» FRAGMENTO DEL DOCUMENTO

Ante su ausencia, Grace empieza a acercarse a su madre a través de sus gustos e intereses. Ella menciona al inicio de la película que le encantaba sentirse protegida y cómoda en el vientre de su progenitora, del cual fue arrebatada antes de tiempo, así como de la posibilidad de conocer a su mamá. Ella, malacóloga y amante de los caracoles, le heredó el amor y la afición por estos a Grace, quien pudo conocer a su madre gracias a sus recuerdos, su huella en el mundo. A partir de aquí, Grace desarrolla una obsesión por lo caracoles, estos moluscos que pueden esconderse debajo de su caparazón, tal y como ella quisiera hacerlo. De algún modo, aún podía refugiarse en el vientre de su madre, podía sentir que estaba con ella, incluso sin haberla visto. Esta afición la acompaña el resto de su desafortunada vida, así es como obtiene a Sylvia, el caracol a la que le relata su historia, nombrada a partir de Sylvia Plath, la escritora favorita de su madre.
Tras la separación de los hermanos todo empeora. Ambos cayeron en familias adoptivas que no eran buenas para ellos. Los padres de Grace se presentan como una familia de swingers bastante particular, no son malas personas, pero no le prestan atención a Grace, al menos no como le hubiera gustado. La familia de Gilbert es prácticamente una secta, dominada por el fanatismo religioso, desenmascarando la hipocresía y las prácticas abusivas de algunas personas. Ahora deben enfrentarse a la cruda realidad, el azar los llevó a lugares separados y ahora deben sufrir con la ausencia de cada uno, siendo únicamente motivados por la esperanza. Aquí se destaca la virtud del humano como un ser social y la importancia de la conexión, el intercambio, el afecto y la tolerancia. Ambos tienen que vivir este reinicio, conociendo nueva gente, buena y mala, y enfrentando las desgracias que los rodean, inclinándolos a vivir por inercia y solo descansando en sus aspiraciones de volver a verse.
Adam Elliot es conocido por su manera de retrata a personajes aislados, rechazados, extraños y diferentes. Su estilo de animación stop-motion con un acabado desprolijo y hasta algo oscuro refleja muy bien sus intenciones. La película no escapa de sus temáticas e intereses recurrentes, y esta vez se encarga de golpear a sus personajes con la peor de las suertes, llevándolos de desgracia en desgracia. A pesar de esto, no es una cinta que busca la explotación de la miserabilidad, no está intentando encontrar el llanto fácil, mucho menos intenta ser aleccionadora. Elliot observa a sus personajes con cariño y respeto, personas que han sufrido por azares del destino, demostrando que la vida ni es justa ni es mala, pero sin dejar de mencionar que existe la maldad en las personas. Es un filme bastante humanista y considero que tiene una aproximación muy cercana a sus personajes, una mirada que recuerda a la del cineasta finlandés Aki Kaurismäki, quien suele representar a sus personajes con ese mismo respeto y cariño, con un estilo austero y bastante reconocible, y escogiendo un código actoral muy particular y un humor ácido para retratar las desventuras de la vida proletaria sin altanerías ni apelaciones a la miseria. Un cine capaz de caminar junto a sus protagonistas, de tener la paciencia de presentárnoslos como conocidos o amigos, y capaz de evocar las más profundas emociones humanas, ya sea en el frío de Stalingrado o en la habitación de una mujer vestida de caracol en Camberra hecha con plastilina.

» ENUNCIADO 1
Traduce al inglés esta oración del texto sobre la película de Adam Elliot: "Ambos cayeron en familias adoptivas que no eran buenas para ellos."
» ENUNCIADO 2
Según el texto sobre la película de Adam Elliot, ¿por quién recibe su nombre el caracol Sylvia?
» ENUNCIADO 3
Continúa el texto sobre la película de Adam Elliot a partir de su última oración.

» MATERIAL
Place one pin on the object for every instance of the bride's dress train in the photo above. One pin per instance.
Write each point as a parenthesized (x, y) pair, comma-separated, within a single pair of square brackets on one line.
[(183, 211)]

» RESPUESTA 1
Both ended up in adoptive families that were not good for them.

» RESPUESTA 2
Por Sylvia Plath, la escritora favorita de la madre de Grace.

» RESPUESTA 3
La figura de Pinky, con quien arranca esta historia, es importantísima para Grace. Funge como su única amiga, su única acompañante, y resulta curioso, pues conocía mucho de su pasado, pero no de su infancia, y no es hasta el final que puede enterarse. Las papas que menciona al inicio de la cinta hacen referencia al lugar donde tenía enterrada una carta con sus confesiones. Ella, al igual que Grace, es huérfana y su vida estuvo llena de altibajos, y le recalca que aún está a tiempo de vivir sin temores. Al volverse acumuladora, no solo se llenaba de cosas, sino que almacenaba recuerdos y temores, escondiéndose en esa coraza de caracol que tanto deseaba. Los recuerdos, memorias, nuestras cicatrices son las que nos definen, pero volver a las mismas constantemente puede resultar en un encasillamiento. Aquí se traza la nada sutil metáfora del caracol, quienes fisiológicamente no pueden retroceder, pero dejan un trazo por donde pasan. Recordar es parte importante de lo que somos, no se puede comprender la vida sin mirar atrás, pero no se puede vivirla sin ir hacia adelante.